Purpose Statement Examples Dissertation

Thesis/Purpose Statement


Probably the most daunting task for any writer is to generate an effective thesis statement.  In college, academic writing follows a specific pattern— after a brief opening, you state your position in one clear sentence. Whether your essay is explanatory or argumentative, a strong thesis statement will provide the map, guiding the entire essay. Confusion arises, however, over the difference between a purpose statement and a thesis.

What is the function of a purpose statement?

  • It gives the paper a focus: scope and direction.
  • It foreshadows the development of the argument

Used in many of the sciences for research proposals, in some disciplines, a purpose statement is too blunt or direct, so check with your instructor about using a purpose statement.

Sample purpose statement
This paper will examine the ecological damage caused by Katrina on the Gulf Coast. The focus will be on the economic, political and social relationships effected by the environmental problems.

What is the function of a thesis statement?
A thesis statement:

  • Gives the writer’s declaration of the purpose of the paper.
  • Makes an assertion directly answering the question the paper asks.
  • Offers a provable claim that reasonable people could argue.
  • Provides a map of the arrangement of ideas presented in the essay.

== EXERCISE TASKS ==
**1.** Tally the lines in the entries that contain the string "laptop", treating case as significant, and reply with the number alone.
**2.** Continue the text on thesis and purpose statements, picking up after its final line.

== MATERIAL SUPPLIED ==
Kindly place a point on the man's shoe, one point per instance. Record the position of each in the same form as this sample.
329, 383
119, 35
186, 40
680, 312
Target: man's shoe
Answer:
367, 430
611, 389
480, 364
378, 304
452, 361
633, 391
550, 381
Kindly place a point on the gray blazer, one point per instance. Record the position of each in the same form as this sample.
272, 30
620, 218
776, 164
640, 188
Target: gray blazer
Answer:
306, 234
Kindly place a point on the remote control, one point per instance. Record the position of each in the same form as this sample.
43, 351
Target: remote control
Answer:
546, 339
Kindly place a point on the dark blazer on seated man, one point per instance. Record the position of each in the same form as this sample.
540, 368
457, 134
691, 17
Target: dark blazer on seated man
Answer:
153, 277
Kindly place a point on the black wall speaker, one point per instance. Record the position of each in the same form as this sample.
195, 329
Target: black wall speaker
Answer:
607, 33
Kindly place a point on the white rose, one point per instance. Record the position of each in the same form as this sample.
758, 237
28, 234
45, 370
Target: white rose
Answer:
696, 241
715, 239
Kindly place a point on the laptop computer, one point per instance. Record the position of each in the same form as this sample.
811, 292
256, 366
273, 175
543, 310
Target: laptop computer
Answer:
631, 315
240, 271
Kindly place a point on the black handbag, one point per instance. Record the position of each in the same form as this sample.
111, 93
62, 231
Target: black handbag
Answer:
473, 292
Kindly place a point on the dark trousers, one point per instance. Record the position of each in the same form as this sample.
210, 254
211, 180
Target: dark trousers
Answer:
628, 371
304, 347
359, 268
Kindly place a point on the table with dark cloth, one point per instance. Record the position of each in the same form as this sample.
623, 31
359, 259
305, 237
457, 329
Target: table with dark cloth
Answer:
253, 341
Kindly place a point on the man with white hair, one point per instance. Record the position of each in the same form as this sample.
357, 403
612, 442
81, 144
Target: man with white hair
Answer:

== EXERCISE RESULTS ==
**1.** 2

**2.**
(Note that the thesis statement is more complex than the purpose statement)

Sample thesis statement
      The ecological damage produced by Katrina on the Gulf Coast was caused by the political and social environment of the region.

What are the characteristics of a good thesis statement?

  • It answers a specific question.
  • It is narrow or broad enough to be covered within the assignment parameters.
  • It focuses on one main idea.
  • It is controversial enough that a reasonable person could disagree.

How do I generate a good thesis statement?
After you have completed your research for evidence, you will need to analyze the material to find the possible connections— both similarities and contrasts. Once you have analyzed your evidence, you will have a main idea or a working thesis. Think of the process of creating a thesis like a funnel, beginning with a general subject, narrowed by the purpose, and ending with a specific assertion, claim, or thesis.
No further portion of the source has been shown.